» **SOURCE PASSAGE**
◇ ◇ ◇ ◇ ◇ ◇ ◇
The critical section is a code segment where shared variables can be accessed. Atomic action (an indivisible sequence of operations that must complete without interruption) is required in a critical section. In other words, only one process can execute in its critical section at a time. All the other processes have to wait to execute in their critical sections.

We can avoid race conditions in critical sections by treating the critical section as an atomic instruction. Proper thread synchronization using locks or atomic variables can also prevent race conditions.

A race condition can be difficult to reproduce and debug because the end result is nondeterministic and depends on the relative timing between interfering threads.

Review this material in Introduction to Race Conditions and Avoiding Race Conditions in SharedArrayBuffers with Atomics.

 

3c. Discuss interprocess communication

  • Define an interprocess communication (IPC).

Interprocess communication (IPC) refers to the way operating systems allow processes to manage shared data. These mechanisms or constructs are necessary since resources are limited in practical computing. These days, size is of particular concern.
◇ ◇ ◇ ◇ ◇ ◇ ◇
» **INFORMATION GIVEN**
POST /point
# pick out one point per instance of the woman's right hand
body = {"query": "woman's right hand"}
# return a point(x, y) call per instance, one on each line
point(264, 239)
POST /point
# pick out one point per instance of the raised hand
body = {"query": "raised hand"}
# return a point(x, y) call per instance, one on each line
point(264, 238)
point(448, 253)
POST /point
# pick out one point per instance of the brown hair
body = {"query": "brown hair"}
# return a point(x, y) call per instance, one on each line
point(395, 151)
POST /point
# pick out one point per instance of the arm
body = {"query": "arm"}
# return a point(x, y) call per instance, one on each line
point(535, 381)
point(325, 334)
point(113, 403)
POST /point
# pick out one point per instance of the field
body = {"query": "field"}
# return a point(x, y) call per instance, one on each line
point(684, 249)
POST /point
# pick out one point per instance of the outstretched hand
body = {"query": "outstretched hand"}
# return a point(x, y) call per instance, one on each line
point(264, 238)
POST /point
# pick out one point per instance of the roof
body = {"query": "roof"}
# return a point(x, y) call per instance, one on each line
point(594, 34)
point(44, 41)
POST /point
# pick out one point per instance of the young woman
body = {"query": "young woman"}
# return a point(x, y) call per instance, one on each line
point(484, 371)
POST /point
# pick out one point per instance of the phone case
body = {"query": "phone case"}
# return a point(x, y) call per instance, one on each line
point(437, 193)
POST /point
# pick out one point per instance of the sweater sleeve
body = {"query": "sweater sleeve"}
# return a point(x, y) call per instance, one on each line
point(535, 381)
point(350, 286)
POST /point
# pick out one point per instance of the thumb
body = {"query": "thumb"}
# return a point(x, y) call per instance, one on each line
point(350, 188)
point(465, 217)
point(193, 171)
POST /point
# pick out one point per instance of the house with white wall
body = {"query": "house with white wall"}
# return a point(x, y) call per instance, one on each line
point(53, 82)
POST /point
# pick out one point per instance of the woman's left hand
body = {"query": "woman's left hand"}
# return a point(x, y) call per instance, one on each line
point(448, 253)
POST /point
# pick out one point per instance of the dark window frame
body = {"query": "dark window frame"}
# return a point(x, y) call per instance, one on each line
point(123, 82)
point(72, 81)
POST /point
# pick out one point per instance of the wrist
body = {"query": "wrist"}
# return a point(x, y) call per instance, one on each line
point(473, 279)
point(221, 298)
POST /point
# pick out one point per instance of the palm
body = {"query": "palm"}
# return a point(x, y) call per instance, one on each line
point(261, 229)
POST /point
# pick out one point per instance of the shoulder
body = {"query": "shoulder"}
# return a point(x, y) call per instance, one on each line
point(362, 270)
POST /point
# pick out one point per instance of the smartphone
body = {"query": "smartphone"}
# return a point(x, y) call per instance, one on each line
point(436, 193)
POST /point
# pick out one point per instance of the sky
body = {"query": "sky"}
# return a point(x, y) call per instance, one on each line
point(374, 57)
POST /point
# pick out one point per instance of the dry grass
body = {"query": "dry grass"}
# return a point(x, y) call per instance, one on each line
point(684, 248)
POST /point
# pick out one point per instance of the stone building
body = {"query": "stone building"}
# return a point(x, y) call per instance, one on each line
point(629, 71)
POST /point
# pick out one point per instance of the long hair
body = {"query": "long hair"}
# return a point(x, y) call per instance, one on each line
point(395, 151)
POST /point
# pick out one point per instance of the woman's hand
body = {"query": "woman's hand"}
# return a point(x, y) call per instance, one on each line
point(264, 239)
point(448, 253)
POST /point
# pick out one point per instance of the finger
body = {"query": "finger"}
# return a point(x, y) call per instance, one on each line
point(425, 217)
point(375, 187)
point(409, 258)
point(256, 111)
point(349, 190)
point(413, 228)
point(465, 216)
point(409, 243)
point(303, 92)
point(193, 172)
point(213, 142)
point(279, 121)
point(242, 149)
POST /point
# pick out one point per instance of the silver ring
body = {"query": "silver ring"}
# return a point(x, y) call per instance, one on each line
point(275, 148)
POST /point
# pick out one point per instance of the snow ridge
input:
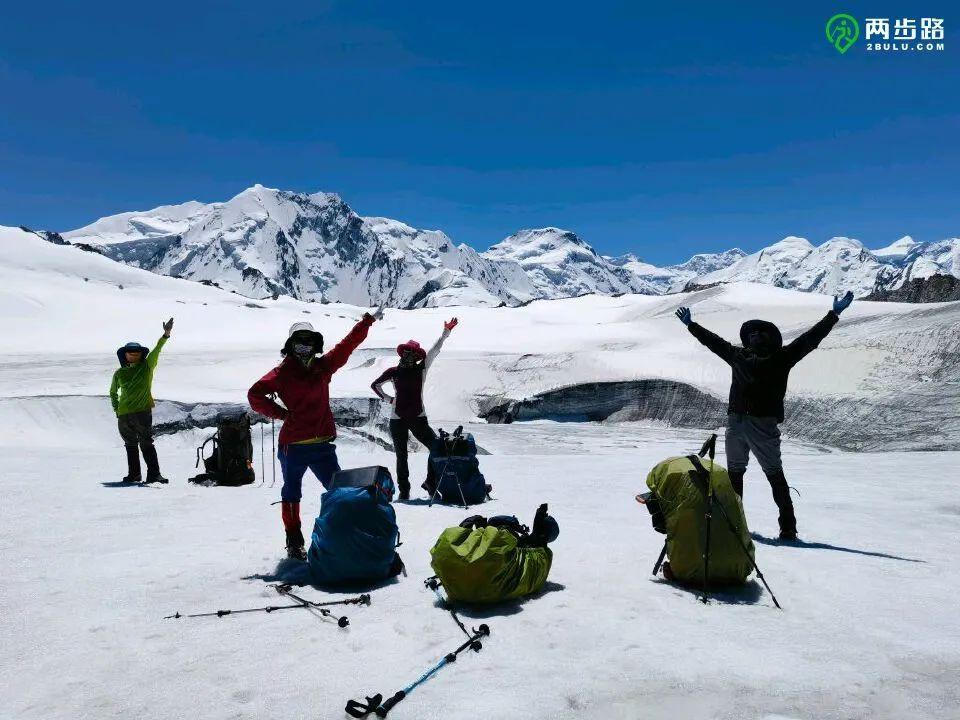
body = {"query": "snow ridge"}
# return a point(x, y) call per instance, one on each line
point(267, 242)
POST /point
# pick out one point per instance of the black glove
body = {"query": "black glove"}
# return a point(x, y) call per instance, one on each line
point(545, 528)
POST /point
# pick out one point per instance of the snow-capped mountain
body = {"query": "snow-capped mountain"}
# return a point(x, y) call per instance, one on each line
point(840, 264)
point(271, 242)
point(315, 247)
point(560, 264)
point(674, 278)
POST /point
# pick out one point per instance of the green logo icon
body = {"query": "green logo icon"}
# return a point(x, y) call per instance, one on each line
point(842, 31)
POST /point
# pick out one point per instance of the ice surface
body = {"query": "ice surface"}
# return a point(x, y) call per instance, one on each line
point(869, 628)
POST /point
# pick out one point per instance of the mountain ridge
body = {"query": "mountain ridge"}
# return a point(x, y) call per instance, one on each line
point(270, 242)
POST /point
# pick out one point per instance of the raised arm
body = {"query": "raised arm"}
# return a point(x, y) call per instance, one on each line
point(259, 396)
point(808, 342)
point(337, 358)
point(714, 343)
point(377, 385)
point(435, 350)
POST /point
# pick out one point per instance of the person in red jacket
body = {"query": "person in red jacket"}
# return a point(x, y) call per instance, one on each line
point(302, 382)
point(408, 414)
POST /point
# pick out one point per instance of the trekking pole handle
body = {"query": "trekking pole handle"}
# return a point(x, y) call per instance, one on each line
point(389, 703)
point(357, 709)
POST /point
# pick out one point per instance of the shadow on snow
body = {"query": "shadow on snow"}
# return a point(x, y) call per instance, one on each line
point(763, 540)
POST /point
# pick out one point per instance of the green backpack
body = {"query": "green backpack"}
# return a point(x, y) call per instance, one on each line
point(482, 561)
point(678, 502)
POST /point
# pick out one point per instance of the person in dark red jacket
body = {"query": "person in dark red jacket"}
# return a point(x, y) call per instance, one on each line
point(409, 415)
point(302, 382)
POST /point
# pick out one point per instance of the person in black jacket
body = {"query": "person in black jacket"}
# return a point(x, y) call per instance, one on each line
point(755, 409)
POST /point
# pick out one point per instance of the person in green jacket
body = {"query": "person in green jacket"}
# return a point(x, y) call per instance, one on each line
point(132, 399)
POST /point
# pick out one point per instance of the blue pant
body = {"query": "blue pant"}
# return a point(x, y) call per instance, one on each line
point(321, 458)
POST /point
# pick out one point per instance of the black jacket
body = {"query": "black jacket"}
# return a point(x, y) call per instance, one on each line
point(760, 380)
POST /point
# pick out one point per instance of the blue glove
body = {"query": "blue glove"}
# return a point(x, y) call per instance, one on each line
point(843, 303)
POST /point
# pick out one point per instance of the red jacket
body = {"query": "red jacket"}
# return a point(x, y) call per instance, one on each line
point(305, 391)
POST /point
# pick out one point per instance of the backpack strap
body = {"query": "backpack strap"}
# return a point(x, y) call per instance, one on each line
point(710, 446)
point(473, 522)
point(509, 523)
point(700, 475)
point(202, 446)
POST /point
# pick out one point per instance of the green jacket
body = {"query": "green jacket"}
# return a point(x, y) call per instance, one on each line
point(131, 388)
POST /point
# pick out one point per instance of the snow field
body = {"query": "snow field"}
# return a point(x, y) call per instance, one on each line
point(868, 631)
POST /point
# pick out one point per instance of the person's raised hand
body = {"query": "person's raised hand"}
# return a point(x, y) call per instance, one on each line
point(376, 314)
point(841, 304)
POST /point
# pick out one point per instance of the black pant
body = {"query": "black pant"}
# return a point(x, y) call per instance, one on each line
point(136, 429)
point(400, 432)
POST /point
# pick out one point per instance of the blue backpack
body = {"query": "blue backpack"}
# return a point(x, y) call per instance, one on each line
point(456, 469)
point(356, 535)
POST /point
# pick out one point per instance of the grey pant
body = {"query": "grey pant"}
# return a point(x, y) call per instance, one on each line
point(136, 428)
point(759, 435)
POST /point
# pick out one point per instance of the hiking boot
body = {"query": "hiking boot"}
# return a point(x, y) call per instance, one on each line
point(667, 572)
point(296, 553)
point(781, 496)
point(736, 480)
point(133, 464)
point(295, 549)
point(153, 464)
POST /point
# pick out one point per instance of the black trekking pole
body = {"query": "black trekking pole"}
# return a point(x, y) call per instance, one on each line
point(376, 703)
point(273, 454)
point(659, 563)
point(446, 446)
point(733, 529)
point(756, 569)
point(302, 604)
point(263, 465)
point(434, 584)
point(708, 516)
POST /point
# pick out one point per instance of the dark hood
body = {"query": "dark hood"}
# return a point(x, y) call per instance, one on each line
point(317, 344)
point(768, 327)
point(131, 347)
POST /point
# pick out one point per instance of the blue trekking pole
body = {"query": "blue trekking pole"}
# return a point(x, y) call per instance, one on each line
point(381, 707)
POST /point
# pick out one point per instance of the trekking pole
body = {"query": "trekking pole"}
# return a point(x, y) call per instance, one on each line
point(381, 707)
point(263, 466)
point(273, 454)
point(301, 604)
point(285, 588)
point(436, 490)
point(659, 563)
point(756, 569)
point(434, 584)
point(708, 516)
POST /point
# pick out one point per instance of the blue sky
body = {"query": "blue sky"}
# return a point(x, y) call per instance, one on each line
point(663, 131)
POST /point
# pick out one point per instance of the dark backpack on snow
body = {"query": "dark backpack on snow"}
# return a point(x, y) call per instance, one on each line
point(231, 459)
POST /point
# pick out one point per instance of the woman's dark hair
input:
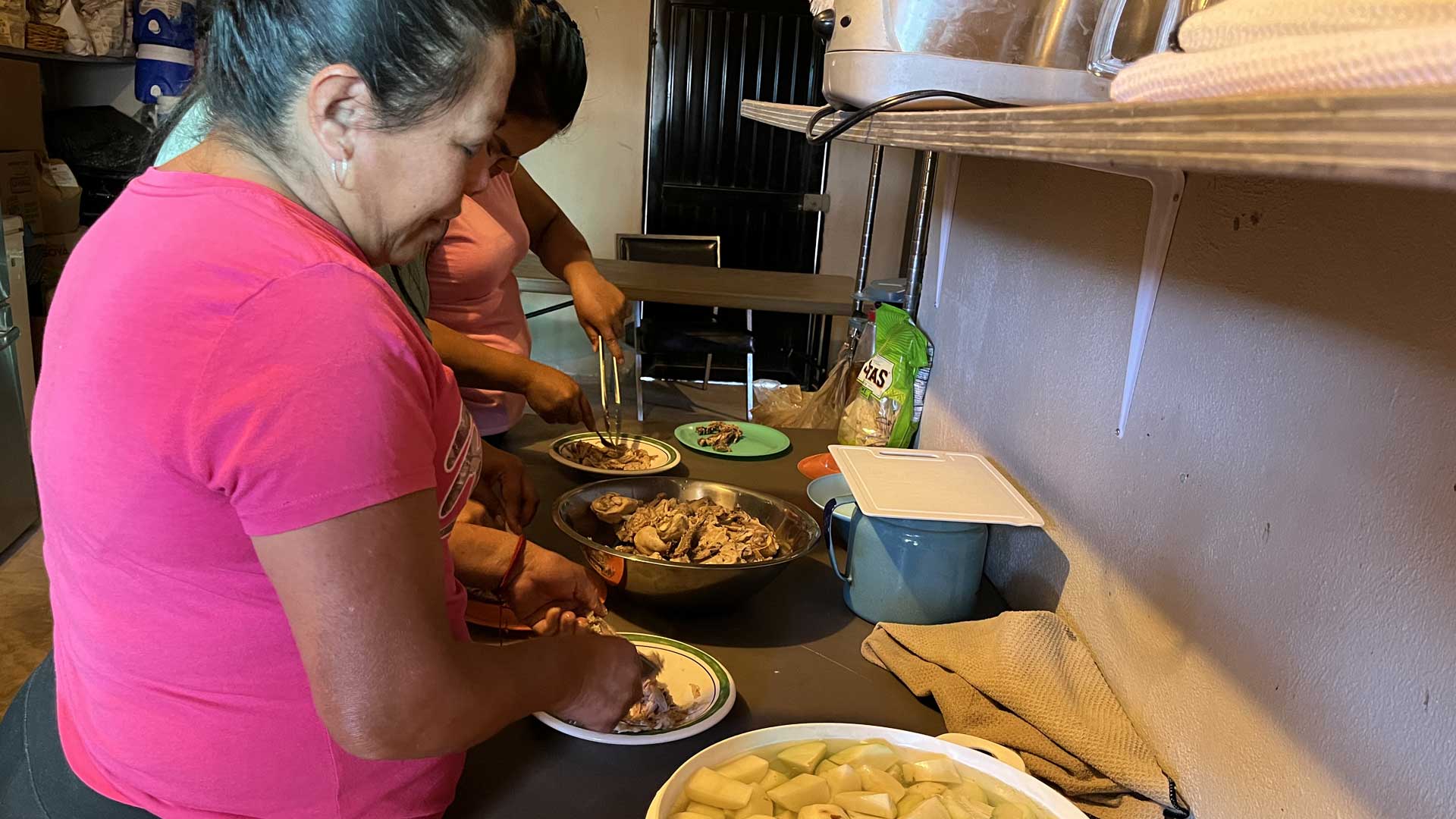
◇ ◇ ◇ ◇ ◇ ◇ ◇
» **TO DO**
Resume the passage on critical sections and interprocess communication, picking up right after its final sentence.

» **EXPECTED OUTPUT**
In practical computing, where the resources the operating system schedules are limited, it is desirable, and often necessary, for different processes to share memory allocation. Since memory space is shared, it is terribly important for interprocess communication to occur in the intended fashion, with extreme logic.

Review this material in Mutual Exclusion, Semaphores, Monitors, and Condition Variables.

 

3d. Describe how semaphores can be used in an operating system

  • Define a semaphore.
  • Where does the allusion of the name semaphores come from?

Semaphores are important conditional programming constructs that ensure proper process synchronization. The origin of the term comes from the railway system where a semaphore was an early form of a fixed railway signal. Train tracks have these warning signals built into their tracks to keep trains from colliding. Think about a semaphore as a computer-based signaling mechanism. A thread can signal another thread that is waiting on a semaphore.

A semaphore uses two atomic operations for process synchronization: wait and signal. In other words, a semaphore is a high-level "lock" construct in the OS which prevents synchronization problems. In the language of computers, a semaphore is a special type of integer, a non-negative value.

Review this material in:

 

3e. Discuss three of the classic synchronization problems

  • Name four classic synchronization problems with semaphores.
  • Describe the bounded-buffer (producer-consumer, or vendor/customer) problem. Describe a method you can use to prevent this problem from occurring.
  • Describe the dining philosopher's problem.
  • Describe the reader's and writer's problem.
  • Describe the sleeping barber problem.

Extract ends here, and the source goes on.